→ **Set task**
Where in the items below does the string "chimney" turn up? Copy out every line that contains it.
*** Exercise data
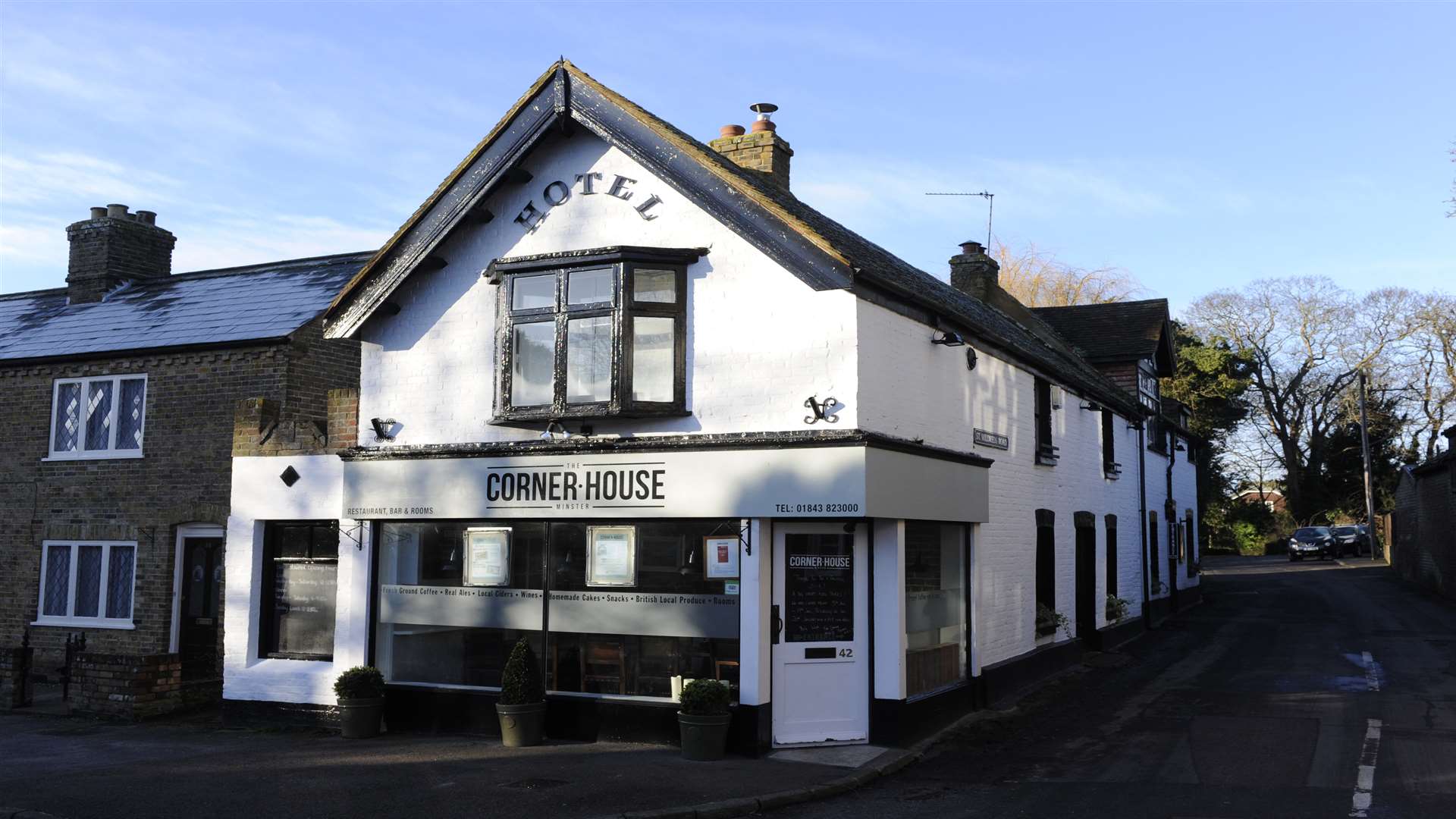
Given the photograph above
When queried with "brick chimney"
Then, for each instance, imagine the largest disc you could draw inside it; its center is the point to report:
(114, 246)
(762, 149)
(974, 273)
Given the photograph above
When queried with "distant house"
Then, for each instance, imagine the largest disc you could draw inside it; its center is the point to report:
(1269, 497)
(114, 491)
(1423, 548)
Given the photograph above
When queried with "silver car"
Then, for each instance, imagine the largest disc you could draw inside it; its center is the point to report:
(1310, 541)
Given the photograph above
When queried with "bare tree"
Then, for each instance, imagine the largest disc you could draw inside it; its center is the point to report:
(1308, 338)
(1037, 279)
(1427, 372)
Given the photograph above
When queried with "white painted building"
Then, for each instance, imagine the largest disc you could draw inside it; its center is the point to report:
(626, 397)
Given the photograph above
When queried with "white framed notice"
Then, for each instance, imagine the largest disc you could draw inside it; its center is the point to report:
(610, 556)
(721, 558)
(487, 557)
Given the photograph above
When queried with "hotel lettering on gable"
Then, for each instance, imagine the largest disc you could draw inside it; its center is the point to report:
(626, 397)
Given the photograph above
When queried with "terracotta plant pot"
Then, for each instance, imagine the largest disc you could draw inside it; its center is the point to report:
(360, 719)
(705, 738)
(522, 725)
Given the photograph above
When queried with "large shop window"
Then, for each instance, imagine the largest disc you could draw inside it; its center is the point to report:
(612, 610)
(86, 583)
(300, 589)
(98, 417)
(935, 605)
(593, 334)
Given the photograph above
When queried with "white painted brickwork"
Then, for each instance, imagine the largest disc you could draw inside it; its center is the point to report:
(259, 496)
(915, 390)
(759, 340)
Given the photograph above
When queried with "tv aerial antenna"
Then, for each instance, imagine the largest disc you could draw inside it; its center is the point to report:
(990, 209)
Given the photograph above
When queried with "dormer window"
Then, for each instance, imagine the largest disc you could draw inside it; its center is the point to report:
(593, 334)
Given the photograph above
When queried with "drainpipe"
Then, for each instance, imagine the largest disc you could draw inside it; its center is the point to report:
(1142, 516)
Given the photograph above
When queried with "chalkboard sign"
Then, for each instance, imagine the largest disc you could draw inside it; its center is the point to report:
(819, 588)
(303, 607)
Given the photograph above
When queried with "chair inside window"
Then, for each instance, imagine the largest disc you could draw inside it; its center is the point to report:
(601, 668)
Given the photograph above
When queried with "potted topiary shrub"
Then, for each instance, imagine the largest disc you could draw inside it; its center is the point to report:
(704, 719)
(362, 701)
(522, 707)
(1116, 608)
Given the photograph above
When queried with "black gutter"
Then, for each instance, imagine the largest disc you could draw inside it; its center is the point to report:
(666, 444)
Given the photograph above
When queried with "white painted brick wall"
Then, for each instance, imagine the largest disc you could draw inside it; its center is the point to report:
(759, 340)
(915, 390)
(259, 496)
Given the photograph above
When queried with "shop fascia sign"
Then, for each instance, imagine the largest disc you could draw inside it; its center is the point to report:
(590, 183)
(832, 482)
(658, 484)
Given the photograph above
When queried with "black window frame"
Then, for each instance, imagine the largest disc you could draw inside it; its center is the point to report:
(623, 309)
(1110, 522)
(267, 632)
(1110, 466)
(1046, 569)
(1046, 452)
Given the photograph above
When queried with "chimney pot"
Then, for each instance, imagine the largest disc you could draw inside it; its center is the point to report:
(115, 246)
(764, 153)
(974, 273)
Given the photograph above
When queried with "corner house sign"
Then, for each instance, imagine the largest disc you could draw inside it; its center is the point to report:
(833, 482)
(587, 184)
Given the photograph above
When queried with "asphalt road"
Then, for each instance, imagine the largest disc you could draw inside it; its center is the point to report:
(1267, 700)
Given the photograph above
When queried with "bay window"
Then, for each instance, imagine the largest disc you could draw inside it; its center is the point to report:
(593, 334)
(98, 417)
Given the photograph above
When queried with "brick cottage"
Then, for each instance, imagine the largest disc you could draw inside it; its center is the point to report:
(124, 390)
(632, 400)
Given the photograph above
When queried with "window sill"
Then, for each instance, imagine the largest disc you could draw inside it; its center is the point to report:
(118, 455)
(85, 623)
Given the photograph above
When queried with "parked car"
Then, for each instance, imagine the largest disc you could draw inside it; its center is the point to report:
(1310, 541)
(1351, 539)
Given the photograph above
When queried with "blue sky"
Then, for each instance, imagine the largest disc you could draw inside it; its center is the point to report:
(1197, 146)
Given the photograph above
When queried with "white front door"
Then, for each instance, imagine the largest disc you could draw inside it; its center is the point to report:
(821, 634)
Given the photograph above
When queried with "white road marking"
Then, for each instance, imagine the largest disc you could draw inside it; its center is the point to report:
(1365, 774)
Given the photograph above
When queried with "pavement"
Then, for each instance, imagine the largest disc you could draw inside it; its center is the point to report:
(1294, 689)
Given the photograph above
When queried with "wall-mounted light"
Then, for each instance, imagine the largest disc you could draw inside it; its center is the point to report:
(383, 428)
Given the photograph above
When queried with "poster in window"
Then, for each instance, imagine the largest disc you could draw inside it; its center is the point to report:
(721, 558)
(487, 557)
(819, 588)
(612, 556)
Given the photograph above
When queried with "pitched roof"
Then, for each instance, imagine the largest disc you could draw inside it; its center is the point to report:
(817, 249)
(218, 306)
(1116, 331)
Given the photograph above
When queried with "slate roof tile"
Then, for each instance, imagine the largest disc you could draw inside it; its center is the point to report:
(246, 303)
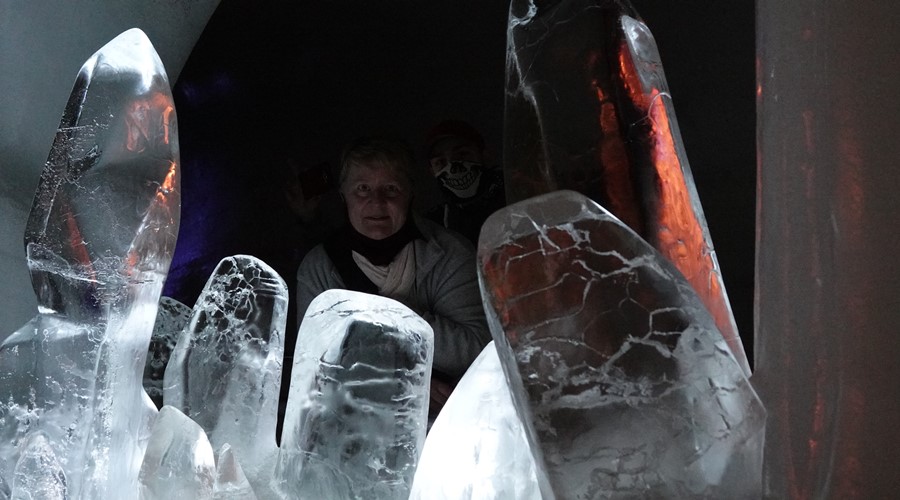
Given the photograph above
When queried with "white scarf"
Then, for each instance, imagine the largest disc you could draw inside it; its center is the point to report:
(395, 280)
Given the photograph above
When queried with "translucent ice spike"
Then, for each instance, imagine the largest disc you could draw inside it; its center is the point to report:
(179, 462)
(231, 484)
(99, 241)
(38, 473)
(171, 318)
(225, 372)
(588, 109)
(358, 403)
(624, 384)
(476, 449)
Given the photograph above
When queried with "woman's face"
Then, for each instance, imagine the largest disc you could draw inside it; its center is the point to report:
(377, 199)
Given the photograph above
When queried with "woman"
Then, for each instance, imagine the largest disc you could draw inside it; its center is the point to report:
(386, 250)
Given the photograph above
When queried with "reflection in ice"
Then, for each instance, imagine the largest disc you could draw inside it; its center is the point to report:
(99, 241)
(476, 449)
(617, 370)
(358, 403)
(171, 318)
(225, 372)
(588, 109)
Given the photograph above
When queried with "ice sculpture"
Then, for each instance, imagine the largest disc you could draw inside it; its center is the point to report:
(358, 402)
(171, 318)
(588, 109)
(231, 483)
(225, 372)
(99, 241)
(179, 462)
(623, 382)
(476, 448)
(38, 473)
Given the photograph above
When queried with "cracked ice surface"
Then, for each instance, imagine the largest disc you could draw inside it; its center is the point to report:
(225, 372)
(476, 448)
(358, 403)
(171, 318)
(99, 241)
(589, 110)
(624, 383)
(179, 461)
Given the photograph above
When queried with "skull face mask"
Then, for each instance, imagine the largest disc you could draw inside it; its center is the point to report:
(461, 178)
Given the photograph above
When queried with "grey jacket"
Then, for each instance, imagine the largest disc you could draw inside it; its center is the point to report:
(446, 294)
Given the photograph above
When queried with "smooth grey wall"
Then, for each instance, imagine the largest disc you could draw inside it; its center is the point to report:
(42, 46)
(827, 272)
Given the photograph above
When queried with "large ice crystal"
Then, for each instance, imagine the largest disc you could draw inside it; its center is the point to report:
(179, 462)
(625, 385)
(171, 318)
(358, 401)
(588, 109)
(38, 473)
(225, 372)
(98, 241)
(476, 448)
(231, 483)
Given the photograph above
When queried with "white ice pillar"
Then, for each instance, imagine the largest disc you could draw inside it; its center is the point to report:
(828, 269)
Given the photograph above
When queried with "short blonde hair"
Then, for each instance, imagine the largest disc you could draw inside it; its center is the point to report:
(380, 152)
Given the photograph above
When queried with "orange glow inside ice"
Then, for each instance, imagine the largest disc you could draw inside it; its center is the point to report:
(679, 235)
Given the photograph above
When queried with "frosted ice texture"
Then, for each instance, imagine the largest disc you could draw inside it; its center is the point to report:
(171, 318)
(588, 109)
(38, 473)
(231, 483)
(99, 241)
(179, 462)
(624, 383)
(358, 402)
(476, 448)
(225, 372)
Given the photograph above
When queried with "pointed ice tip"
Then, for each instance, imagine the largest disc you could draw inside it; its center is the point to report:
(130, 52)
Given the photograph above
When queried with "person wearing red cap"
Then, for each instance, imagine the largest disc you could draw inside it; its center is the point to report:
(472, 191)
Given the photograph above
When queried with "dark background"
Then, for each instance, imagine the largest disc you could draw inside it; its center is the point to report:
(297, 80)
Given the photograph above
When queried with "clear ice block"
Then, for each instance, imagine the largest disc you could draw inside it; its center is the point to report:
(99, 241)
(231, 483)
(624, 384)
(476, 449)
(225, 371)
(179, 462)
(589, 109)
(38, 473)
(171, 318)
(358, 403)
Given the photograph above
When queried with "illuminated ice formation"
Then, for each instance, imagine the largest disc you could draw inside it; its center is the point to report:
(225, 372)
(358, 402)
(588, 109)
(38, 473)
(476, 449)
(99, 241)
(171, 318)
(179, 461)
(624, 384)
******
→ **Right answer**
When queried with "brick chimney"
When queried with "chimney pot"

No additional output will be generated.